WHAT TO WORK ON:
Your task is to extract every line from the material below exactly.

start

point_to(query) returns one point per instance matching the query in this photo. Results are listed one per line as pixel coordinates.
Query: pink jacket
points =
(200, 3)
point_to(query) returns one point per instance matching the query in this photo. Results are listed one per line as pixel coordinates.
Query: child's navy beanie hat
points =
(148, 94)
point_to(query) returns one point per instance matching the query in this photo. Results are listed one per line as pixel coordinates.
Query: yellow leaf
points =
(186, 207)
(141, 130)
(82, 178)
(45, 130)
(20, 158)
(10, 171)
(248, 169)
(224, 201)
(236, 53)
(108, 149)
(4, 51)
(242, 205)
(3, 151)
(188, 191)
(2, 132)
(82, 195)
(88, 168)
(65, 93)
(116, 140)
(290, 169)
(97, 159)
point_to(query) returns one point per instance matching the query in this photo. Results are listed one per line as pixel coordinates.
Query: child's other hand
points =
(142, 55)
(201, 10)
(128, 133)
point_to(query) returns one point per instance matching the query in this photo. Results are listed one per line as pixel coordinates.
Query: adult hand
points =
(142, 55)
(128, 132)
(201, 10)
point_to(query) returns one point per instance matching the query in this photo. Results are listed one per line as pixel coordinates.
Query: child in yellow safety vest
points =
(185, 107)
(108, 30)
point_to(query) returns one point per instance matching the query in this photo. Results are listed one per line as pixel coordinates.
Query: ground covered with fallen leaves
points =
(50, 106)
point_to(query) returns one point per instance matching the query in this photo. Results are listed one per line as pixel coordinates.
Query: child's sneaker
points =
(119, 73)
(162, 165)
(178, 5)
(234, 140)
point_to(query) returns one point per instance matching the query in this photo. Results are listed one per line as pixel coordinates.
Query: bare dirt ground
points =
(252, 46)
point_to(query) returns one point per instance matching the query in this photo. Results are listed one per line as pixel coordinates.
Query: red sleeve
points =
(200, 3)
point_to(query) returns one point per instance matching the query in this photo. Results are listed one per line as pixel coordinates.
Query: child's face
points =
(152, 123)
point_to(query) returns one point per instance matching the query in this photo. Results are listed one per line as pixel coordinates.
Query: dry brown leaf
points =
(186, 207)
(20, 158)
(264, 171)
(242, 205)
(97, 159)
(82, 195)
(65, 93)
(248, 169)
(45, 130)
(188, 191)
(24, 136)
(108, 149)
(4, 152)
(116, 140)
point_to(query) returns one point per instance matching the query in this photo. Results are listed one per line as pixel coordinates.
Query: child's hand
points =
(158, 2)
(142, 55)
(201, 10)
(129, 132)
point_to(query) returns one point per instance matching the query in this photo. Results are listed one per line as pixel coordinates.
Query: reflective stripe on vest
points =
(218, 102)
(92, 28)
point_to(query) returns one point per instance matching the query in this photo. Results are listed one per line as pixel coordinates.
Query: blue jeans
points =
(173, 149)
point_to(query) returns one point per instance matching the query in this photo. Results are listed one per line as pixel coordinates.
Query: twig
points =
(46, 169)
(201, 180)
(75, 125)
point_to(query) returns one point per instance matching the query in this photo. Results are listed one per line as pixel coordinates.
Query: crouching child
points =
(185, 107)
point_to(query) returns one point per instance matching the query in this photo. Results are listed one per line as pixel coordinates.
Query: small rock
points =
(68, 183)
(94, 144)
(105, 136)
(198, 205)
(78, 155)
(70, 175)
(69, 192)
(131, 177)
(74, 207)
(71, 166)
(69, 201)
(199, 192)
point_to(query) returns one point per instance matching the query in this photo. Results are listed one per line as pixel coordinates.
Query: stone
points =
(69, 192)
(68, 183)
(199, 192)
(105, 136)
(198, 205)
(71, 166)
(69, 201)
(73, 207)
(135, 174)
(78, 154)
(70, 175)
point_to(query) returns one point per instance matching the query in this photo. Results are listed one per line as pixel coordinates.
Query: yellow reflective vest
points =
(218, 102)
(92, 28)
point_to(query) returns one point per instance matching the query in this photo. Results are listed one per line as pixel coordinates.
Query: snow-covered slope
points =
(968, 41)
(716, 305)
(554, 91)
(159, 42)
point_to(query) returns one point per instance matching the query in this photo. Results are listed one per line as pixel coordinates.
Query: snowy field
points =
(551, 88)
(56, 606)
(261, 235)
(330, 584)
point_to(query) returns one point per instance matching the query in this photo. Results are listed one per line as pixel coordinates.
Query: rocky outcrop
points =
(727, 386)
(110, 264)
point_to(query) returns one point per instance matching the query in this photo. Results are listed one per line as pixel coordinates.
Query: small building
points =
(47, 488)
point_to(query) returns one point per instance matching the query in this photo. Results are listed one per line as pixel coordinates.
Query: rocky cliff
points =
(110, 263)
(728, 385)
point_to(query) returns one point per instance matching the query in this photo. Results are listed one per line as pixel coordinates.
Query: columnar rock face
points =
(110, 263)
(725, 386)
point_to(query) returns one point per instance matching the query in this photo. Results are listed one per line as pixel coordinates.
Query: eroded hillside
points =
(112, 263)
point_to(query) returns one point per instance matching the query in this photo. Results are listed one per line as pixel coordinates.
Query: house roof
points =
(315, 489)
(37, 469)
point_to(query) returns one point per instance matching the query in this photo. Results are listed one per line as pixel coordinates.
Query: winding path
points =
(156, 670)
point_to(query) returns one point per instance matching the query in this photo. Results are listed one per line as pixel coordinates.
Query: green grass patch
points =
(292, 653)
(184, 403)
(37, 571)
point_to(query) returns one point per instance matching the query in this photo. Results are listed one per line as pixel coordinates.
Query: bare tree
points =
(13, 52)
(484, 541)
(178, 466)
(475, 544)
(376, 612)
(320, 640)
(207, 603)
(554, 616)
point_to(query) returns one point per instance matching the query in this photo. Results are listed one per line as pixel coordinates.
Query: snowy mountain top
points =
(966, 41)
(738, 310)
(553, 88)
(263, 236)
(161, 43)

end

TASK SOLUTION:
point_to(query) returns one point per instance matching the query in this photo. Results are listed one per line as pixel coordinates.
Query: pink jacket
points =
(200, 3)
point_to(query) returns one point per instance matching the query in this photo. Results are listed one per line as pixel coordinates.
Query: child's navy beanie hat
points =
(148, 94)
point_to(query) returns one point per instance matching the query in this photo. Results are listed one per line as pixel coordinates.
Query: yellow leaf
points =
(186, 207)
(141, 130)
(82, 178)
(45, 130)
(20, 158)
(10, 171)
(248, 169)
(224, 201)
(236, 53)
(108, 149)
(4, 51)
(242, 205)
(3, 151)
(188, 191)
(2, 132)
(82, 195)
(88, 168)
(65, 93)
(116, 140)
(290, 169)
(97, 159)
point_to(query) returns one point per instance matching the query in this photo. Results are listed one per line as pixel coordinates.
Query: child's other hand
points =
(142, 55)
(201, 10)
(128, 133)
point_to(query) returns one point per instance matching the query in this photo. Results are listed one per line as pixel coordinates.
Query: adult hand
points =
(142, 55)
(128, 132)
(201, 10)
point_to(query) returns one point per instance matching the query in this photo. Results are listed one per line as pixel coordinates.
Query: child in yellow safety vest
points =
(185, 107)
(108, 30)
point_to(query) returns one point per instance matching the query in this photo. Results are listed one per line as pixel coordinates.
Query: ground covered with fallen leaves
points =
(50, 106)
point_to(query) returns one point per instance matching the query in this photo. Results are listed one per line as pixel coordinates.
Query: child's sneaker
points =
(119, 73)
(162, 165)
(178, 5)
(234, 140)
point_to(query) returns one point per instance matching the query in this photo. Results are listed one per line as pixel coordinates.
Query: bare dirt ground
points =
(252, 46)
point_to(query) returns one point per instance matching the query in this photo. Results are listed one per line as pixel coordinates.
Query: red sleeve
points =
(200, 3)
point_to(query) returns one point per instance matching the query in this photo. Results are listed one per line as pixel coordinates.
Query: child's face
points =
(152, 123)
point_to(query) returns one point per instance matching the query in this photo. Results are listed one per line as pixel coordinates.
Query: dry brown leaf
points =
(186, 207)
(20, 158)
(264, 171)
(242, 205)
(97, 159)
(82, 195)
(65, 93)
(248, 169)
(45, 130)
(188, 191)
(24, 136)
(108, 149)
(4, 152)
(116, 140)
point_to(query) returns one point per instance matching the query in this photo. Results are listed one per line as pixel coordinates.
Query: child's hand
points =
(158, 2)
(142, 55)
(201, 10)
(129, 132)
point_to(query) returns one point per instance matching the query in this photo. Results are listed one per line as pixel coordinates.
Query: reflective stripe on vest
points =
(218, 102)
(92, 28)
point_to(query) returns one point per instance matching the query in this photo. Results are listed one per line as pixel coordinates.
Query: blue jeans
points =
(173, 149)
point_to(query) returns one point per instance matching the query in this photo. Results are listed one per line as pixel coordinates.
Query: twig
points =
(46, 169)
(201, 180)
(75, 125)
point_to(query) returns one point per instance matching the query in this photo. Results are listed one per line as pixel coordinates.
Query: crouching child
points =
(185, 107)
point_to(query) returns one point per instance matching the query in this photo. Results are listed one per line as pixel coordinates.
Query: small rock
points =
(68, 183)
(94, 144)
(105, 136)
(198, 205)
(78, 155)
(70, 175)
(69, 192)
(131, 177)
(74, 207)
(71, 166)
(69, 201)
(199, 192)
point_to(query) returns one point per instance matching the query in this photo. Results are listed one per line as pixel coordinates.
Query: stone
points =
(69, 192)
(68, 183)
(199, 192)
(105, 136)
(198, 205)
(71, 166)
(69, 201)
(73, 207)
(135, 174)
(78, 154)
(70, 175)
point_to(query) returns one point per instance matching the query in this photo. Results are listed one per line as pixel coordinates.
Query: yellow reflective vest
points =
(218, 102)
(92, 28)
point_to(query) returns one point per instance matching the query in this photo. Results are listed one per line as pixel coordinates.
Query: snow-covered slope
points =
(968, 41)
(716, 305)
(554, 91)
(159, 42)
point_to(query) returns one point per instance matching the query in this photo. Results are listed one per line as pixel coordinates.
Query: snowy field
points =
(551, 88)
(56, 606)
(261, 235)
(330, 584)
point_to(query) returns one point per instance matching the query in this photo. Results are listed one per line as pixel coordinates.
Query: rocky outcrop
points =
(727, 386)
(110, 264)
point_to(query) returns one point per instance matching the query in this photo. Results are listed one per line as pixel coordinates.
Query: small building
points =
(47, 488)
point_to(query) returns one point per instance matching the query in this photo. Results are listed one per line as pixel coordinates.
Query: rocky cliff
points =
(110, 263)
(728, 385)
point_to(query) returns one point per instance matching the query in this photo. Results are listed one per line as pixel coordinates.
Query: columnar rock face
points =
(110, 263)
(725, 386)
point_to(query) returns one point per instance matching the query in this photo. Results are listed one per line as pixel coordinates.
Query: eroded hillside
points =
(112, 263)
point_to(query) returns one point per instance matching the query in this photo. Results are listed one per line as pixel coordinates.
Query: house roof
points =
(315, 489)
(37, 469)
point_to(query) returns one point per instance matching the query in this photo. Results are listed one per line as pixel coordinates.
Query: winding path
points =
(156, 670)
point_to(query) returns one point per instance matching the query in this photo. Results are listed one per line as pixel coordinates.
Query: green grass patch
points =
(292, 653)
(184, 403)
(37, 571)
point_to(query) returns one point per instance matching the query in this photo. Results are listed one per line as pixel coordinates.
Query: bare tree
points =
(13, 52)
(484, 541)
(178, 466)
(475, 544)
(376, 612)
(320, 640)
(207, 603)
(554, 616)
point_to(query) returns one point per instance matching the query in this photo. Results are listed one per line as pixel coordinates.
Query: snowy mountain top
points =
(966, 41)
(738, 310)
(553, 88)
(263, 236)
(161, 43)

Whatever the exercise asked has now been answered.